**What you are asked to do:** In the listing below, find the line with "Point to the shoulder cloak with red pattern." and the line with "Point to the stair tread.", then return them and every line between them exactly, minus the pictures.

**Supplied data:**
%%
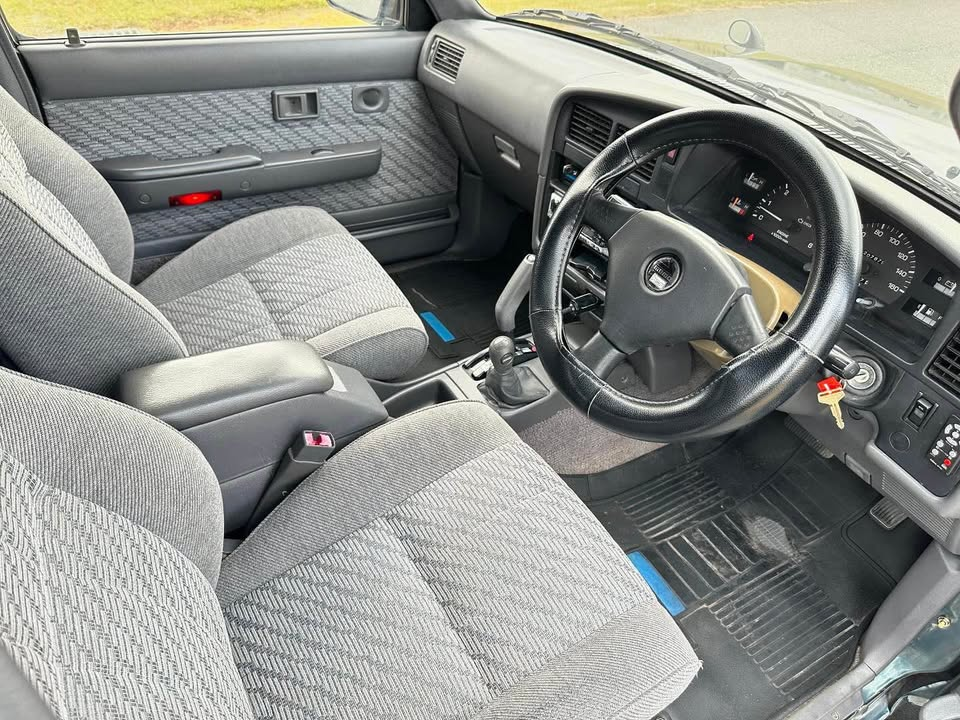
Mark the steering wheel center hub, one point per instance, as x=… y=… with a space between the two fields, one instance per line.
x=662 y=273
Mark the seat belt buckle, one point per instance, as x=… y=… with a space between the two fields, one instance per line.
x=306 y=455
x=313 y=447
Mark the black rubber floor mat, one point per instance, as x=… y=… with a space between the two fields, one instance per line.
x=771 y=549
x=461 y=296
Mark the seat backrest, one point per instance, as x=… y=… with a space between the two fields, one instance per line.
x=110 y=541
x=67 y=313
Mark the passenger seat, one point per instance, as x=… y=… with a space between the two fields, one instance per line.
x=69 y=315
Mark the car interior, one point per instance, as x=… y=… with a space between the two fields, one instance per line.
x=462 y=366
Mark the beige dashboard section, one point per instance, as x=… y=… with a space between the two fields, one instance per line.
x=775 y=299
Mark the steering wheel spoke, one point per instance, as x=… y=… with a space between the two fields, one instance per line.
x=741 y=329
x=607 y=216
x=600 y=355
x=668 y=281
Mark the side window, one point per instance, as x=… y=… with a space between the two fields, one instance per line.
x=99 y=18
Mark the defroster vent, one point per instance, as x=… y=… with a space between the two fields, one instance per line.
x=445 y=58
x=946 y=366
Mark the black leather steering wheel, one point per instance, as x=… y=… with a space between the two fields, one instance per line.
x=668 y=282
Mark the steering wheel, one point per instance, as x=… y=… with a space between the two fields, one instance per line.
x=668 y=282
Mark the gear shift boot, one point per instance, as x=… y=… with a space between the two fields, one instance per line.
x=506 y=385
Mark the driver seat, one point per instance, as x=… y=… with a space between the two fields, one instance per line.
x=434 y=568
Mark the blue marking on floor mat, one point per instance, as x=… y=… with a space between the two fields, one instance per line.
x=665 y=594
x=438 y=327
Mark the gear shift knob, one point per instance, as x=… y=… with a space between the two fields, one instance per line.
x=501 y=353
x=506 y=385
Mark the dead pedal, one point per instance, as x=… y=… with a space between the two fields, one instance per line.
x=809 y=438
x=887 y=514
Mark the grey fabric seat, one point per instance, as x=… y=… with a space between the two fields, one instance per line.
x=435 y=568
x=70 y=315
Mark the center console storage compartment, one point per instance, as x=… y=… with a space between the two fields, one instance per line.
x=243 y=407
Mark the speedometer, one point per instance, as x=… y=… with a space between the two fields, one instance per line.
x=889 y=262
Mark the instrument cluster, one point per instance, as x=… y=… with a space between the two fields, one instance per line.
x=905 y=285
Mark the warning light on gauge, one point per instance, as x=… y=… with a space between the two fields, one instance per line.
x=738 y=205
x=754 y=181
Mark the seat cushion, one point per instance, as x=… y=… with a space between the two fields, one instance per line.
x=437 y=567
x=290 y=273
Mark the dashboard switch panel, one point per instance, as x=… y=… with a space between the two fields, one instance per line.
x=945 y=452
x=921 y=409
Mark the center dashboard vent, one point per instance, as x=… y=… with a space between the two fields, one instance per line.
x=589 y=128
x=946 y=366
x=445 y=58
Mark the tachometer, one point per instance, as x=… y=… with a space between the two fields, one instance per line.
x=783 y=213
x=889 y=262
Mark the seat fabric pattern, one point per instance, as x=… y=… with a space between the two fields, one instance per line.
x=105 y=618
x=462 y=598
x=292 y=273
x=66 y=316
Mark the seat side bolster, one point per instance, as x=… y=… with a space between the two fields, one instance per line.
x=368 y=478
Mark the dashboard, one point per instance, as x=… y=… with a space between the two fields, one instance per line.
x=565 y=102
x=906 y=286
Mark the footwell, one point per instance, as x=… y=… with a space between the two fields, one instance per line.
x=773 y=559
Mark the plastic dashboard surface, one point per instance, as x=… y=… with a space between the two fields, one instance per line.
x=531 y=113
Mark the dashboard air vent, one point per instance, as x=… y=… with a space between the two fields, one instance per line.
%%
%%
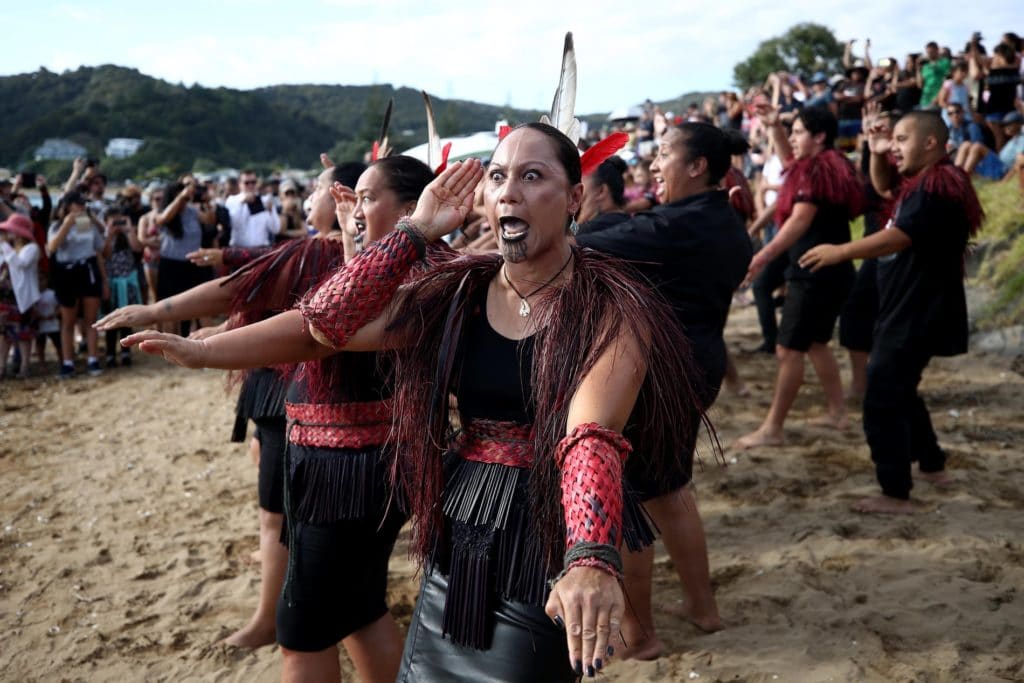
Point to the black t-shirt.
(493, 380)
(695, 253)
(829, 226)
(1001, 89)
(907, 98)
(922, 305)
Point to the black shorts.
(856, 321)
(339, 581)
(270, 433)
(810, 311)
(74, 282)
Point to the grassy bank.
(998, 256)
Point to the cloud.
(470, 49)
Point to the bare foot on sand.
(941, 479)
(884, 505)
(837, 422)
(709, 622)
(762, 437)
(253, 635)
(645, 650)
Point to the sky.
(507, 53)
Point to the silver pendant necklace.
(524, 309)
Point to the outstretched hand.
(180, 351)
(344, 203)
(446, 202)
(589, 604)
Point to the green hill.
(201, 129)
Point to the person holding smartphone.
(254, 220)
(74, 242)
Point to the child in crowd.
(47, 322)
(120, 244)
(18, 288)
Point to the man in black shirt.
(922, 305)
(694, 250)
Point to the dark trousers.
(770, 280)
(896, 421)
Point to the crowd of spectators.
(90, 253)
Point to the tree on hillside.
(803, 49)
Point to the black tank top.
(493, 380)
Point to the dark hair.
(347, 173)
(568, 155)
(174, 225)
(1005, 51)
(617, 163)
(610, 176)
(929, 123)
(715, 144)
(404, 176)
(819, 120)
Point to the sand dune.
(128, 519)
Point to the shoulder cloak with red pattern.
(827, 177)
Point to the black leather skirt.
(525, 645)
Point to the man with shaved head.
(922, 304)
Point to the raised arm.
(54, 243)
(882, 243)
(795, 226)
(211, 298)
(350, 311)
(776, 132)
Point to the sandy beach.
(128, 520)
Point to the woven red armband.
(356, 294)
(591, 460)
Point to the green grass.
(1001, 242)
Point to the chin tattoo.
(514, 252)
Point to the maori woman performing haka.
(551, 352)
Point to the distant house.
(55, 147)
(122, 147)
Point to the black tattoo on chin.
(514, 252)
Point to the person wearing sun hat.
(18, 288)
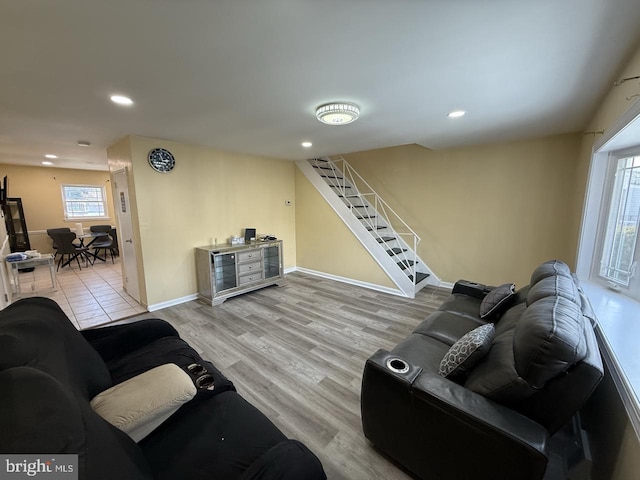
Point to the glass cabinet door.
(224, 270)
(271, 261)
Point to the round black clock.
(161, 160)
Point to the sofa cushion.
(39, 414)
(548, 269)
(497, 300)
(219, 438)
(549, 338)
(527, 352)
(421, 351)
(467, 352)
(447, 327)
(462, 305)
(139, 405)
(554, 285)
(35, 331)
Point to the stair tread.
%%
%%
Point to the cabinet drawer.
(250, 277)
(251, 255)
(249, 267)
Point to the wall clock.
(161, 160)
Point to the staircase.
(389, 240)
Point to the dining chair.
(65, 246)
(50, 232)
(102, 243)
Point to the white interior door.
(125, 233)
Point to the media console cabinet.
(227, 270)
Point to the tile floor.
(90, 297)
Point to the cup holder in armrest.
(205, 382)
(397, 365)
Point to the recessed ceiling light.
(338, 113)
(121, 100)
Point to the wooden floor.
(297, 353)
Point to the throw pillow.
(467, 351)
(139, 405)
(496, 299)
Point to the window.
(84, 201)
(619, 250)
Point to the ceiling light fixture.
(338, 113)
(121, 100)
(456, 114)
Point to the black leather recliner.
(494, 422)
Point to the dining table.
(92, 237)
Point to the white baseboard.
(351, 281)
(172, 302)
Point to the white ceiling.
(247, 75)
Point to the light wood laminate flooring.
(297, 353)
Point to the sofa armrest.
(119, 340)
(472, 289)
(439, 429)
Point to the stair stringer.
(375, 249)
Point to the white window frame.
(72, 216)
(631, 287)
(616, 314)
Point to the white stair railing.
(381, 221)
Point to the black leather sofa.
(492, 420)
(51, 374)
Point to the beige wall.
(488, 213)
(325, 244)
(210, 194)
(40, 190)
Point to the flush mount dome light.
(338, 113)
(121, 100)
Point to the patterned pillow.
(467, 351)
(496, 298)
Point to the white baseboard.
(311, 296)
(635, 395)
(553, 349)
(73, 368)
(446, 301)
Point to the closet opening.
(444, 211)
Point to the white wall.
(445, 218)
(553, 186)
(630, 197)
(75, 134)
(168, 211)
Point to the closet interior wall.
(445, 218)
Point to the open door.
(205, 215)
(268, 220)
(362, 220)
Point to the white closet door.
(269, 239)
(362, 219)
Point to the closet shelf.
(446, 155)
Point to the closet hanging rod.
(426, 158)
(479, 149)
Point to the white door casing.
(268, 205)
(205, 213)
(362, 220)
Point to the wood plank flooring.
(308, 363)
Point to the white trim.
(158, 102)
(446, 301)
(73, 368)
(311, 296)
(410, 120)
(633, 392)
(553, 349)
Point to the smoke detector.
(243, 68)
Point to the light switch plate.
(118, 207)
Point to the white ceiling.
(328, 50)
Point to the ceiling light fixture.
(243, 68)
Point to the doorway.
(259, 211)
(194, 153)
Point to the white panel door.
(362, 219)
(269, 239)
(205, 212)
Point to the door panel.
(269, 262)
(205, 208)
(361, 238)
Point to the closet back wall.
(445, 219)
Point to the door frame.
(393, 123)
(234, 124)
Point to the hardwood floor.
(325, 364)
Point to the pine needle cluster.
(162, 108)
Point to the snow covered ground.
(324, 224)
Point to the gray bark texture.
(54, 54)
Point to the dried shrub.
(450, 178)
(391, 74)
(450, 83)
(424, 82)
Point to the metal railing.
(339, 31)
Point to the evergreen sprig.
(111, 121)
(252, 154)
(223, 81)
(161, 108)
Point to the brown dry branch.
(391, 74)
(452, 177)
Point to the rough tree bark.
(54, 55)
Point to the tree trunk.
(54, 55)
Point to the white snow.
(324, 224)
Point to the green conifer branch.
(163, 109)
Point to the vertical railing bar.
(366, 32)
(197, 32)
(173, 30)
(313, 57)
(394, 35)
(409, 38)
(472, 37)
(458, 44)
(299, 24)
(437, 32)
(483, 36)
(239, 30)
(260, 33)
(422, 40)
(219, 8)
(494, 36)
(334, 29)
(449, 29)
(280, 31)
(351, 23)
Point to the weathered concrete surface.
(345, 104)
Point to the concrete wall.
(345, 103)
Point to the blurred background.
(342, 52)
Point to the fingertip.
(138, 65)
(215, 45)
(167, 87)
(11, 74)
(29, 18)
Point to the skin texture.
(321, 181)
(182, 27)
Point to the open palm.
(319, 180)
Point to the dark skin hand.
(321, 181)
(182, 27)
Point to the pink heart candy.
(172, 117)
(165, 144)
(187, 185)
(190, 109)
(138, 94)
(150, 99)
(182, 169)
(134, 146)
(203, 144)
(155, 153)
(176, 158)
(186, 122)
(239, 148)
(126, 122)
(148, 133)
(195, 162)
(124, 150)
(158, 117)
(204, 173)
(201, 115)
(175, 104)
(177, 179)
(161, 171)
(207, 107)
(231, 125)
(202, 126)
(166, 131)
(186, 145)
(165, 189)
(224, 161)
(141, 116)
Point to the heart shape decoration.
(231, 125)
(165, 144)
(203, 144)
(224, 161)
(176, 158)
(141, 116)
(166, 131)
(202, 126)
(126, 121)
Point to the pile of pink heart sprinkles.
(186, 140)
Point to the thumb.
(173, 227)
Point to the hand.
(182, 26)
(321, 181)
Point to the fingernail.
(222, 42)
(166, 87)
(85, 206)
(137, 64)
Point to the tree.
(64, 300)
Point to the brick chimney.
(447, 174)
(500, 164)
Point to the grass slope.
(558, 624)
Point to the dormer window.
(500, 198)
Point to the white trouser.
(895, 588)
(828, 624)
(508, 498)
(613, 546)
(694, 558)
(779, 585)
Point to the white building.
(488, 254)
%%
**Solution to this exercise:**
Point to the shoulder cloak with red pattern.
(827, 177)
Point to the black leather skirt.
(525, 645)
Point to the man with shaved head.
(922, 304)
Point to the raised arm.
(54, 243)
(882, 243)
(795, 226)
(211, 298)
(350, 311)
(776, 132)
Point to the sandy beach.
(128, 520)
Point to the woven red armband.
(356, 294)
(591, 460)
Point to the green grass.
(1001, 242)
Point to the chin tattoo.
(514, 252)
Point to the maori woman performing haka.
(551, 352)
Point to the distant house.
(55, 147)
(122, 147)
Point to the black tattoo on chin.
(514, 252)
Point to the person wearing sun hat.
(18, 288)
Point to the glass cabinet door.
(224, 270)
(271, 261)
Point to the round black clock.
(161, 160)
Point to the sofa cushion.
(39, 414)
(548, 269)
(497, 300)
(219, 438)
(549, 338)
(527, 352)
(421, 351)
(467, 352)
(447, 327)
(462, 305)
(139, 405)
(554, 285)
(35, 331)
Point to the stair tread.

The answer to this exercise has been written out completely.